Page excerpt ::
+===+

In the years that followed, I took up sprint triathlons, mountain bike racing and the occasional cross-country ski loppet. When motherhood befell me, at age twenty-eight, I dropped off the path of sports for a few years, but discovered the best Warrior training of all: motherhood.
In my late thirties, I followed my then six-year-old daughter to a karate class. She wanted to be like Daphne in the Scooby Doo movie, (in retrospect Daphne was probably doing Kung Fu). My daughter moved on to other hobbies after a few months, but I loved it, and for the next five years, martial arts became a focal point like no other. I trained four to five times per week, attended seminars, studied books, videos, anything I could get my hands on, including weapons. The longest, most dedicated period of training in my life, this is where my years on the track paid off: I might not have been a runner by nature, but I had learned conditioning, discipline and how to keep going when you have nothing left.
When I turned forty, I discovered a Kung-Fu school near our winter home in Florida and a whole new world opened up. In my fondest dreams, I am kung fu girl, wielding a sword with a dancer-like grace and sharpshooter precision (perhaps I’ve watched one too many Jet Li movies).
Illustrated by D.G.Mitchell
And then came the obstacle races in 2011. At the instigation of my step-daughter Jenny I joined a team of family and friends in the Warrior Dash, a throwback to my track days, but much more fun. If only I didn’t have to actually, well, dash – just give me the obstacles! Later that same year, I stepped on to a yoga mat, the next step on a path that is beginning to feel like a closing circle, the perfect complement to my martial arts training and the ultimate antidote to the all-body no-mind training of my past.
A few years later, tired of watching from the ground as my younger daughter rode endless laps around a riding arena, I took up horse-back riding, learning to jump fences no less (not very high ones, mind you).

+===+

Recorded data ::
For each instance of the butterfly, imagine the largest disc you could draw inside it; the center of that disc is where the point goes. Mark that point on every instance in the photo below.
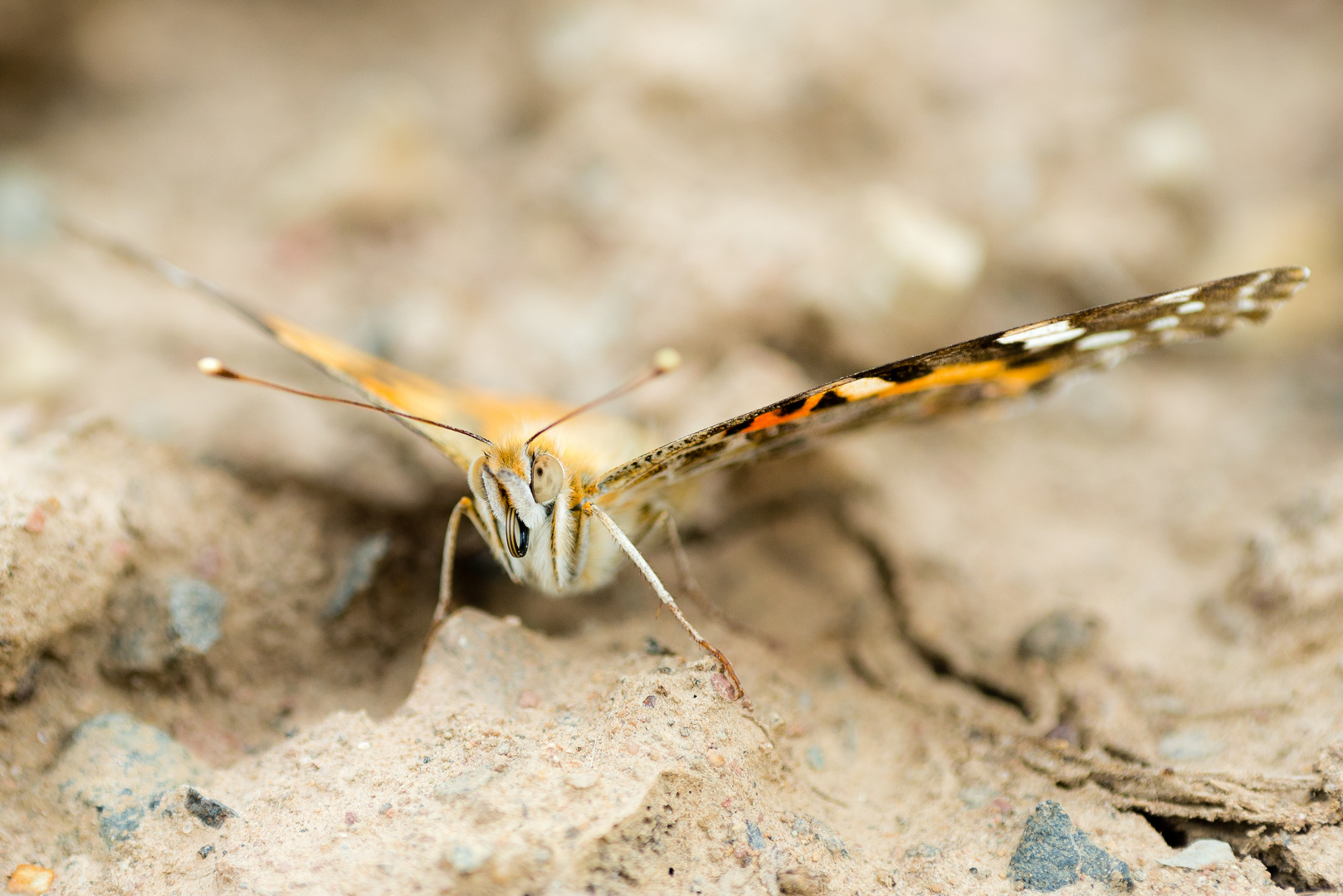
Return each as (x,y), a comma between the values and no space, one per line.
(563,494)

+===+

Requirement 1 ::
Answer these questions using the excerpt about a lifetime of sports.
(a) At what age did motherhood come?
(b) How many times per week did the martial arts training take place?
(c) Who prompted joining the team for the Warrior Dash?
Requirement 2 :: From the excerpt about a lifetime of sports, quote the passage starting at "When I turned" and ending at "of my past.".
Requirement 3 :: Extend the excerpt about a lifetime of sports by writing what follows its final sentence.

Answer space 1 ::
(a) Twenty-eight.
(b) Four to five times per week.
(c) The step-daughter, Jenny.

Answer space 2 ::
When I turned forty, I discovered a Kung-Fu school near our winter home in Florida and a whole new world opened up. In my fondest dreams, I am kung fu girl, wielding a sword with a dancer-like grace and sharpshooter precision (perhaps I’ve watched one too many Jet Li movies).
Illustrated by D.G.Mitchell
And then came the obstacle races in 2011. At the instigation of my step-daughter Jenny I joined a team of family and friends in the Warrior Dash, a throwback to my track days, but much more fun. If only I didn’t have to actually, well, dash – just give me the obstacles! Later that same year, I stepped on to a yoga mat, the next step on a path that is beginning to feel like a closing circle, the perfect complement to my martial arts training and the ultimate antidote to the all-body no-mind training of my past.

Answer space 3 ::
In 2015, I began Tree Top Trekking at Horseshoe Valley, quickly becoming a favourite of the guides by bringing them cookies from Mariposa Market every time I visited. Each week, I challenged myself to climb further, longer, faster to the point where I could climb the expert course in twelve minutes as many as four times in a row. In August 2015, I signed up for an introductory rock-climbing course and was immediately hooked — well, anchored – and have conquered a few more cliffs since. Add yoga. Try crossfit! Why not pull on roller blades?
Illustrated by D.G.Mitchell
Through all of this, I’ve come to realize that there is so much more to gain through these pursuits than mere exercise. For one, I see how accustomed I’ve become to tuning out my body and all of its wisdom. I tend to treat my body like a machine that I make demands of but don’t maintain properly. I’m lousy at listening to its signals – hungry? Nah, keep working — and it has so much to say, not only about my physical health, but about the state of my mind and soul. As it turns out, my mind doesn’t tell me the whole story even though it dominates my daily life. I alternate between not-so-benign-neglect of my physical self (read: I forget to eat on a regular basis) to mild torture, charging to the gym and demanding that my body to perform as it did when I was eighteen: push-ups, chin-ups, sprints. Lucky me, it mostly does. Until I wake up the next day. Then a back spasm or a wonky knee will remind me that, no Toto, we are not in Kansas anymore. I’m determined that in the second half of my life, I’ll improve my listening skills, restore the neglected temple – my body – to its proper place and repair the communication between body, mind and soul. That is the life of a Warrior Girl.